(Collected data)
begin

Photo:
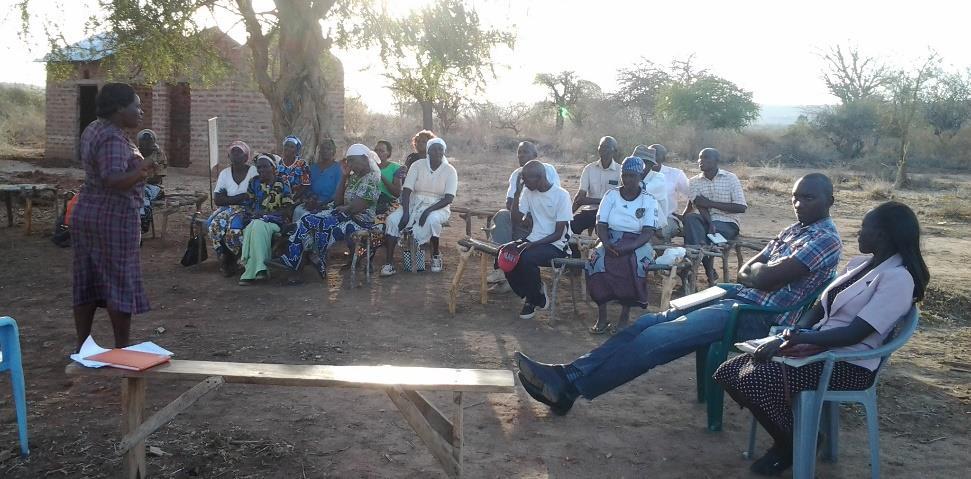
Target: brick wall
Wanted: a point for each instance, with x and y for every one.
(243, 111)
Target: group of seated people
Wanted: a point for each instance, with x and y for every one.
(314, 205)
(629, 205)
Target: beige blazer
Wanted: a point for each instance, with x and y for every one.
(880, 298)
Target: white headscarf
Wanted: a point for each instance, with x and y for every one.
(358, 149)
(440, 142)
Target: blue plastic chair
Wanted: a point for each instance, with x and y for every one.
(819, 408)
(10, 361)
(708, 358)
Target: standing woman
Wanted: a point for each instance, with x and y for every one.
(230, 194)
(626, 221)
(105, 231)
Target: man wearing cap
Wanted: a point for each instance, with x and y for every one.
(677, 188)
(717, 196)
(653, 183)
(503, 231)
(596, 179)
(546, 208)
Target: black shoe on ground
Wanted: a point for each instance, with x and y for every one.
(546, 381)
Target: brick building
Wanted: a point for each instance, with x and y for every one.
(178, 112)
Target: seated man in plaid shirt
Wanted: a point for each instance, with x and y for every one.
(793, 265)
(717, 196)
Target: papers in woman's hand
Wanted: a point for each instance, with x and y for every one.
(90, 348)
(701, 297)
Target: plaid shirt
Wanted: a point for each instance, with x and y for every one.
(817, 246)
(724, 188)
(105, 151)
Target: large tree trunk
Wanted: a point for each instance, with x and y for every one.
(297, 95)
(427, 122)
(901, 179)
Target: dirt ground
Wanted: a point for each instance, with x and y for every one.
(651, 427)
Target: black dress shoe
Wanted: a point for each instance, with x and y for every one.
(548, 381)
(560, 408)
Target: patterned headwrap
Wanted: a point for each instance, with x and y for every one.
(292, 139)
(242, 146)
(149, 133)
(633, 164)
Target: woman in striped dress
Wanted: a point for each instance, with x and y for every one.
(105, 232)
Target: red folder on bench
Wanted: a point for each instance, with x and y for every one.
(131, 360)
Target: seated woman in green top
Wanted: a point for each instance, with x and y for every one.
(355, 202)
(392, 177)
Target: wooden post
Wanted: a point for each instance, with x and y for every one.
(8, 200)
(464, 254)
(483, 282)
(457, 438)
(132, 411)
(29, 211)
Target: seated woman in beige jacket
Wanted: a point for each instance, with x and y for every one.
(856, 312)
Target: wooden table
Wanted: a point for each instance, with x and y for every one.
(443, 437)
(28, 192)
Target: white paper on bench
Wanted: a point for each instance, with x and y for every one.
(90, 348)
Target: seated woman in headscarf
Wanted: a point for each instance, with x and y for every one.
(148, 147)
(357, 196)
(617, 271)
(429, 188)
(418, 143)
(270, 205)
(292, 169)
(226, 223)
(857, 312)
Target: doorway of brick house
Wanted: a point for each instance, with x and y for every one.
(87, 106)
(180, 109)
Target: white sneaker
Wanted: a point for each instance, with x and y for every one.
(547, 296)
(496, 276)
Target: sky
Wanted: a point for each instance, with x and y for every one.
(771, 48)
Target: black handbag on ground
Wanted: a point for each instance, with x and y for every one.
(195, 248)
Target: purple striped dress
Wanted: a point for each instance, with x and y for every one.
(105, 232)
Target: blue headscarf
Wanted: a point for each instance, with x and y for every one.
(295, 141)
(633, 164)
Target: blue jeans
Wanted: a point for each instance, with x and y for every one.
(659, 338)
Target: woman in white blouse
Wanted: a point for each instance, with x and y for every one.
(226, 223)
(617, 271)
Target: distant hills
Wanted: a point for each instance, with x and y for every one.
(782, 115)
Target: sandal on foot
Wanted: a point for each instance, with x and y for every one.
(598, 331)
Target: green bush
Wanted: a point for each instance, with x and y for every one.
(21, 116)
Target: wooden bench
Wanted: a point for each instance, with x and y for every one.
(170, 204)
(28, 192)
(443, 437)
(736, 244)
(467, 214)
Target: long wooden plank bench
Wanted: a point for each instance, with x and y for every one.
(443, 437)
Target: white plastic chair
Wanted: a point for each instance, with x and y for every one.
(819, 408)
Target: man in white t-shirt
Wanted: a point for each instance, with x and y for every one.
(596, 179)
(547, 208)
(503, 231)
(678, 191)
(429, 188)
(653, 183)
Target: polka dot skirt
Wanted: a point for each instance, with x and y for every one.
(768, 388)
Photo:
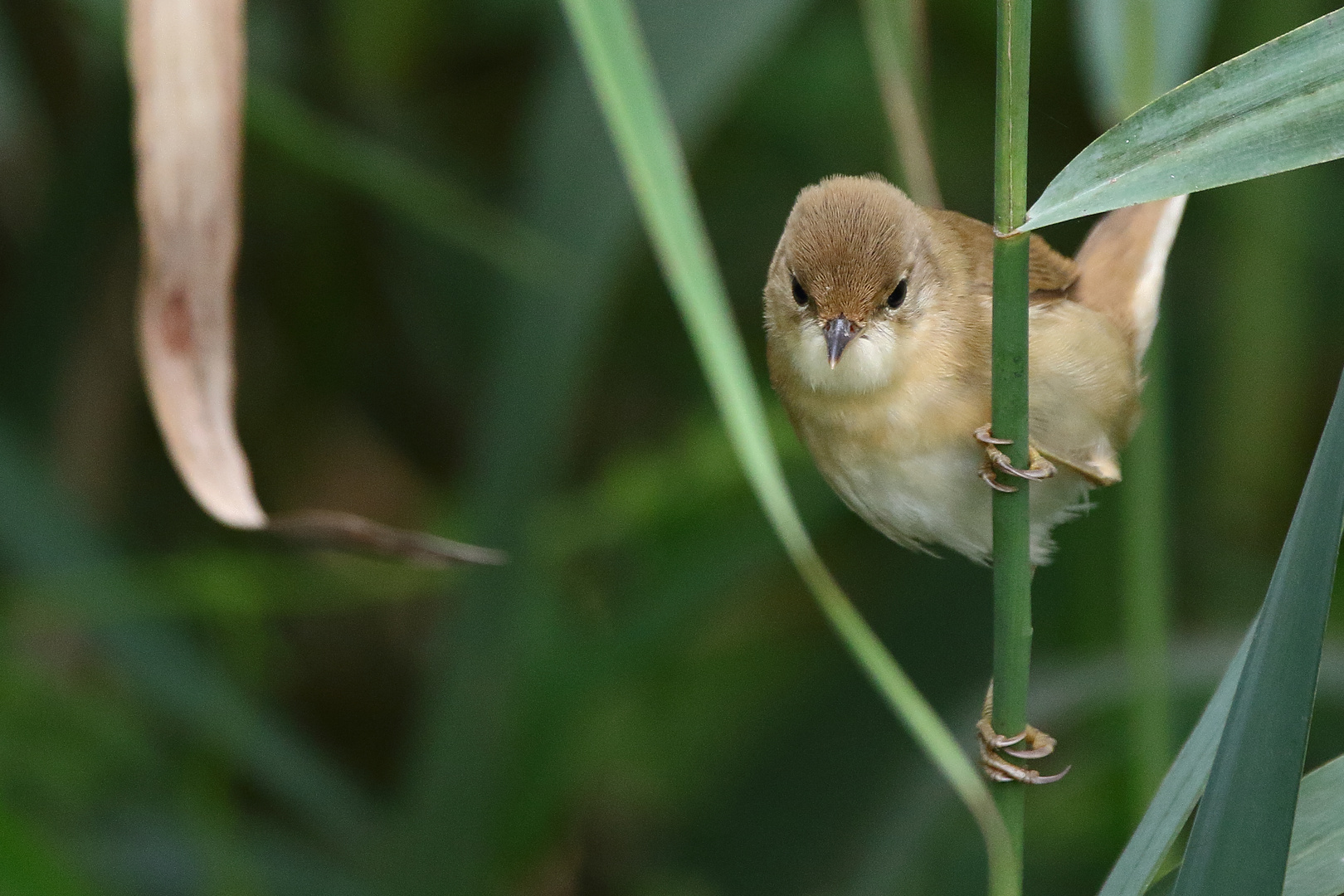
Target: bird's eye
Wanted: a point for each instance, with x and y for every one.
(898, 296)
(800, 295)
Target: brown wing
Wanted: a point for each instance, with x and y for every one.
(1050, 273)
(1121, 266)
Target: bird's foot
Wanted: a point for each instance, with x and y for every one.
(997, 462)
(995, 767)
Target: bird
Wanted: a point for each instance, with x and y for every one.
(878, 342)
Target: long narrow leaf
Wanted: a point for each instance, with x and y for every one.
(641, 128)
(1316, 857)
(1276, 108)
(1239, 843)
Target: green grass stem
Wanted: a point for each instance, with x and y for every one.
(1011, 511)
(636, 113)
(1146, 589)
(897, 46)
(1146, 571)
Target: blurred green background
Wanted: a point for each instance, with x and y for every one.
(448, 319)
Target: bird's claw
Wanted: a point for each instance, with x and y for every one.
(997, 461)
(992, 743)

end

Instruction
Copy, without the pictures, exactly the lines from the line with "Target: blue jeans" through the end of the material above, both ends included.

Finished exercise
Target: blue jeans
Wanted: a point for each instance, with x and y for every one.
(659, 338)
Target: woman in white blouse
Wanted: a point for each instance, with x and y for every one.
(226, 223)
(617, 271)
Target: distant hills
Wanted: a point for each instance, with x and y for every one.
(782, 115)
Target: sandal on foot
Wanted: a point for each instance, with x and y for every one.
(598, 331)
Target: green bush
Wanted: a point for each instance, with x and y for every one.
(21, 116)
Target: wooden bench
Wanted: a point for each instance, with x and y for every one.
(170, 204)
(28, 192)
(443, 437)
(736, 244)
(467, 214)
Target: long wooden plank bench
Wanted: a point for each instance, with x and y for every one.
(443, 437)
Target: white plastic chair
Wanted: a point for each instance, with x and y for every one.
(819, 408)
Target: man in white t-shirt
Wanted: a point for each instance, with x and y for every one.
(596, 179)
(547, 208)
(503, 231)
(678, 191)
(429, 188)
(653, 183)
Target: polka dot skirt
Wanted: a point for each instance, with x and y for every one.
(768, 388)
Photo:
Target: bird's eye
Wanted: a point for each instance, with x and y for every one.
(898, 296)
(800, 295)
Target: brown wing
Wanted: a point for each instance, with x and y for every one.
(1050, 273)
(1121, 266)
Target: bird's foot
Wanted: a point for each instance, with x and y for every one.
(997, 462)
(995, 767)
Target: bird
Wanted: a point for each instance, with x and y for every one.
(878, 342)
Target: long narrow leaf
Wanted: a point for each instance, with x and y for every one.
(641, 128)
(1316, 857)
(1276, 108)
(1239, 843)
Target: green grass stem
Wanted: a point for each instance, with x and y for every one.
(1011, 511)
(636, 113)
(1146, 589)
(897, 46)
(1146, 571)
Target: blurred green background
Wanted: a point for each instance, with x and y for every one.
(448, 319)
Target: bird's claw
Wanted: a point for each instance, with x and y for every one.
(997, 461)
(992, 743)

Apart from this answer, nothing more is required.